### EXERCISE DETAILS
Reproduce all of the items below, switching every occurrence of "pixel position" to "pixel coordinate" and leaving everything else unchanged.

═══ MATERIAL PROVIDED ═══

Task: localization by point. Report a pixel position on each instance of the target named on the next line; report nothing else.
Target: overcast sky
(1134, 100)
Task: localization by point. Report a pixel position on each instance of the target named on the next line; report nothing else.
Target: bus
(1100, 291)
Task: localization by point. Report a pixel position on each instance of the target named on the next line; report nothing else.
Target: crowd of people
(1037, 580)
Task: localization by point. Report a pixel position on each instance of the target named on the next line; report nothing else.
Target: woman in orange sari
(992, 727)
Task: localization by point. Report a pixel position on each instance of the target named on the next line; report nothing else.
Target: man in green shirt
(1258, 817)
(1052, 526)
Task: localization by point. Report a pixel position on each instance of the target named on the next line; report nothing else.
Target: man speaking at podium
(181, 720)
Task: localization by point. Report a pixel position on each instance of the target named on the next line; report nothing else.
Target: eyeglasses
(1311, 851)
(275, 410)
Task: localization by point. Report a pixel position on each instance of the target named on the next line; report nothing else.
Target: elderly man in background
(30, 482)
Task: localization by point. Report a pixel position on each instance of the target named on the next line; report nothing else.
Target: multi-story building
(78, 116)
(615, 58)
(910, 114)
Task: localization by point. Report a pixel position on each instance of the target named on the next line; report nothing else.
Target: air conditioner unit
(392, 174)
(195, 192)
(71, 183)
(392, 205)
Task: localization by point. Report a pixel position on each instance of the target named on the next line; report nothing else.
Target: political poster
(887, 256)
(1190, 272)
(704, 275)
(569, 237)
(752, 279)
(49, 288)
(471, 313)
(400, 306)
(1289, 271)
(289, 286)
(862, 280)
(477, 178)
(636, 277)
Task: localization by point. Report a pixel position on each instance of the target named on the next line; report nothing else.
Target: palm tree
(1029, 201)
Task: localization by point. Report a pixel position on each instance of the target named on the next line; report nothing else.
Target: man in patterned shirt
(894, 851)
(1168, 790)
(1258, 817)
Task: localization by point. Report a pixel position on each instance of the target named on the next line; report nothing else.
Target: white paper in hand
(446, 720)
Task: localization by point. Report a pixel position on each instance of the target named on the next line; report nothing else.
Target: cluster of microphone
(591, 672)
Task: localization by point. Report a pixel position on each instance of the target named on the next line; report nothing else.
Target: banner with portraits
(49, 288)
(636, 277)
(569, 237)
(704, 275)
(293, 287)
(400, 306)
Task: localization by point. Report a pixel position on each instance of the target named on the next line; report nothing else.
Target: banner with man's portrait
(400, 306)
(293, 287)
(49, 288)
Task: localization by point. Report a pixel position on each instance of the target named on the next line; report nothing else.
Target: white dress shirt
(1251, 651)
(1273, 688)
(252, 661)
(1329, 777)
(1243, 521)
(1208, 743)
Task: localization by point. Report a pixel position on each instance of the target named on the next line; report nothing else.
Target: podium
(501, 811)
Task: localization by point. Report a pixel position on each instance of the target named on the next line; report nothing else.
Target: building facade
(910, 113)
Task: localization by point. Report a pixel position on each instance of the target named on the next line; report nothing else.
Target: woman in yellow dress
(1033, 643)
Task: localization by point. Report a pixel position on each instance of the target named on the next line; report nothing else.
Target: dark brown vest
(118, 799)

═══

### SOLVED PROBLEM
Task: localization by point. Report a pixel coordinate on each instance of the target named on the next line; report nothing else.
Target: overcast sky
(1134, 100)
Task: localization by point. Report a pixel coordinate on each instance of the target named on the next line; report nothing else.
Target: bus
(1100, 291)
Task: localization by point. Report a pixel coordinate on each instance of the target named on the next line; report nothing else.
Target: crowd of people
(1037, 580)
Task: localization by point. Report a pixel coordinate on each instance of the target named on the next line; report nothing else.
Target: woman in orange sari
(992, 727)
Task: localization by point. Report a pixel coordinate on each instance of the target named on the next line; report nothing else.
Target: man in green shirt
(1258, 817)
(1052, 526)
Task: localization by point. Report a pixel coordinate on each instance of the target named on the next line; report nothing else.
Target: man speaking at podium
(181, 720)
Task: localization by point. Report a pixel coordinate on each instance of the target named on the next line; report nothing else.
Target: eyeglasses
(1311, 851)
(275, 410)
Task: localization by point. Report a pixel coordinate on each instance of the target named on the next line; report nothing else.
Target: elderly man in background
(30, 482)
Task: localization by point. Report a pixel coordinate on each instance of the target named on the next line; report nothing else.
Target: multi-story building
(78, 116)
(615, 58)
(910, 114)
Task: localization by point. Report a pixel coordinate on each instance of the target named on the next line; report nothing else.
Target: air conditioner unit
(392, 174)
(195, 192)
(71, 183)
(392, 205)
Task: localization by point. Report a pixel coordinate on each instance of the target named on the next line; report nothing else.
Target: political poster
(887, 256)
(1190, 272)
(704, 275)
(569, 237)
(752, 279)
(49, 288)
(471, 313)
(400, 306)
(1289, 271)
(289, 286)
(862, 280)
(477, 178)
(636, 277)
Task: localization by point. Report a pixel coordinate on each instance of the target named on the next line; report nothing else.
Target: palm tree
(1029, 201)
Task: localization by point. Report a pixel coordinate on each instance of the target named on the next line; report nothing else.
Target: man in patterned shirt
(894, 851)
(1168, 790)
(1258, 817)
Task: localization by point. Report a pixel coordinate on each instance of the target named on the next line; report nothing else.
Target: white paper in hand
(446, 720)
Task: localization by point. Report a pixel coordinate on each instance of the target named on the next line; report nothing else.
Target: cluster of microphone
(591, 672)
Task: localization by point. Report a pixel coordinate on each instance of the target named on the next line; report nothing else.
Target: banner with portraits
(49, 288)
(636, 277)
(569, 237)
(704, 275)
(293, 287)
(400, 306)
Task: localization by point. Report a pixel coordinate on each instance of the target named on the next line; report nothing else.
Target: banner with man's portrait
(400, 306)
(293, 287)
(49, 288)
Task: localization by point. Report a pixel coordinate on each instance of the target named on the next line; report nothing else.
Target: white dress shirt
(1251, 651)
(1273, 688)
(252, 661)
(1329, 777)
(1243, 521)
(1208, 743)
Task: localization by point. Report a pixel coordinate on each instance of the target named on the next line; report nothing else.
Target: podium
(501, 811)
Task: localization by point. Report a pixel coordinate on each instance of the target named on the next line; report nothing else.
Target: building facade
(910, 113)
Task: localization by point. Report a pixel coordinate on each instance of the target named on the next line; report nothing else.
Target: woman in yellow dress
(1033, 643)
Task: localization by point. Report a pixel coordinate on each instance of the target named on the next line; report nothing else.
Target: dark brown vest
(118, 799)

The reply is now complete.